Interdiction des emballages plastiques, la vente des whiskies en sachet, et l’occupation anarchique de la voie publique sont autant de décisions sans suite prises par le gouvernement camerounais, qui n’ont jamais su faire changer d’attitude aux uns et aux autres.
« Est-ce que les arrêtés ministériels et préfectoraux nous font encore peur ? C’est tous les jours qu’ils prennent de nouvelles décisions et on parvient toujours à gérer.» Ce sont des paroles de Marcel O., commerçant au marché Mokolo à Yaoundé.
Comme Marcel, c’est avec raillerie que beaucoup de Camerounais commentent les multiples décisions qualifiées d’intempestives et irréfléchies du gouvernement visant des interdictions.
Des décisions qui parfois accentuent le regain d’incivisme des Camerounais. Intéressons-nous à quelques-unes de ces mesures qui sont bourdées et parfois bafouées par ceux qui se croient «être plus fort que l’Etat», Etat que Thomas Hobbes le philosophe dans son livre le Léviathan qualifie de tout puissant et de régulateur.
Emballages plastiques
C’est depuis le 24 avril 2014 qu’est entré en vigueur au Cameroun, l’arrêté du 24 octobre 2012 du ministère de l’Environnement, de la protection de la nature et du développement durable, interdisant l’utilisation des emballages plastiques non-biodégradables de moins de 60 microns.
Un communiqué d’application de cet arrêté avait été rendu public, le 13 février 2013.
A partir de cette date, 18 mois avaient été accordés aux commerçants pour écouler leurs stocks et se conformer à la nouvelle règlementation.
Rendu à ce jour, l'emballage plastique n'a jamais disparu du marché, bien au contraire, il a doublé de prix, «J’ai changé de techniques, je ne m’installe plus comme avant de peur que la mairie ne saisissent ma marchandise je préfère être ambulant et la plupart de mes clients ont mon numéro de téléphone.» affirme un commerçant de plastique.
Du côté des consommateurs, le gouvernement serait allé vite en besogne en enlevant de la circulation ces emballages plastiques. Aucune mesure de rechange de cet outil n'a été prévue.
Dans cette situation, il devenait difficile pour les clients d'acheter un bien et, pour les commerçants de vendre ; le gouvernement n'a pas pris toutes les mesures nécessaires pour empêcher la fabrication et l'entrée du plastique de moins de 60 microns sur le sol camerounais.
Or, ces plastiques non bio dégradables qu’on retrouve sur notre territoire proviennent des pays voisins tels que le Nigeria ou le Gabon, du fait de la porosité de nos frontières. On peut donc penser que le Cameroun a, encore fait preuve de laxisme et de manque de suivi.
Voie publique: le règne du capharnaüm
Le spectacle auquel on assiste quand on parcourt nos rues est à tomber à la renverse. Il s’agit de l’occupation anarchique de la voie publique. Si l’on prend le cas des marchés qu’on pourrait qualifier de clandestin, puisqu’il ne naît pas de la volonté des autorités publiques.

- [Travail à faire]
1) Répondez aux questions suivantes d'après l'extrait choisi.
(a) Dans quel marché et dans quelle ville Marcel O. exerce-t-il comme commerçant ?
(b) Quelle épaisseur les emballages plastiques non biodégradables interdits ne doivent-ils pas atteindre ?
(c) De quels pays voisins proviennent les plastiques non biodégradables retrouvés au Cameroun ?
2) Relevez toutes les dates complètes (jour, mois et année) mentionnées dans l'extrait choisi.
3) Recopiez fidèlement l'extrait choisi, en commençant à « Des décisions qui » et en terminant à « de 60 microns. ».

- [Informations enregistrées]
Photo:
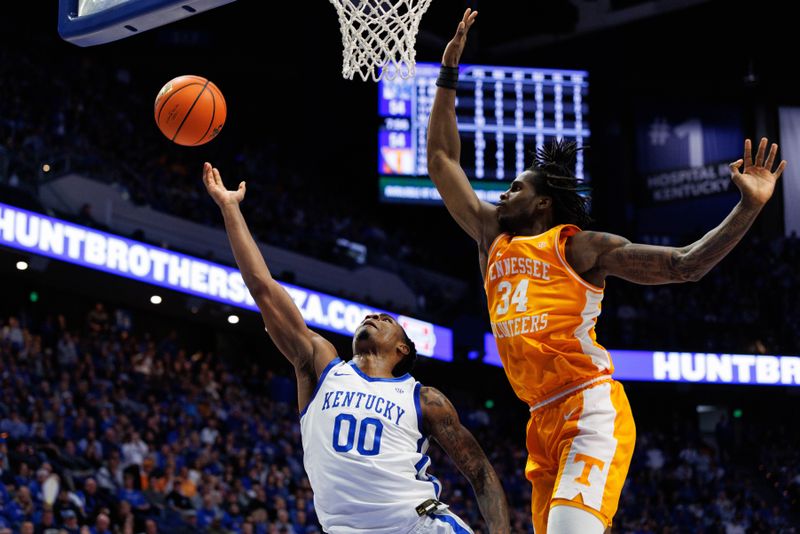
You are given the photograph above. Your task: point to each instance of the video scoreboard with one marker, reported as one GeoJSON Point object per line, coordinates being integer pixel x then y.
{"type": "Point", "coordinates": [504, 113]}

- [Résultats finaux]
1)
(a) Au marché Mokolo, à Yaoundé.
(b) 60 microns.
(c) Du Nigeria et du Gabon.

2)
24 avril 2014
24 octobre 2012
13 février 2013

3)
Des décisions qui parfois accentuent le regain d’incivisme des Camerounais. Intéressons-nous à quelques-unes de ces mesures qui sont bourdées et parfois bafouées par ceux qui se croient «être plus fort que l’Etat», Etat que Thomas Hobbes le philosophe dans son livre le Léviathan qualifie de tout puissant et de régulateur.
Emballages plastiques
C’est depuis le 24 avril 2014 qu’est entré en vigueur au Cameroun, l’arrêté du 24 octobre 2012 du ministère de l’Environnement, de la protection de la nature et du développement durable, interdisant l’utilisation des emballages plastiques non-biodégradables de moins de 60 microns.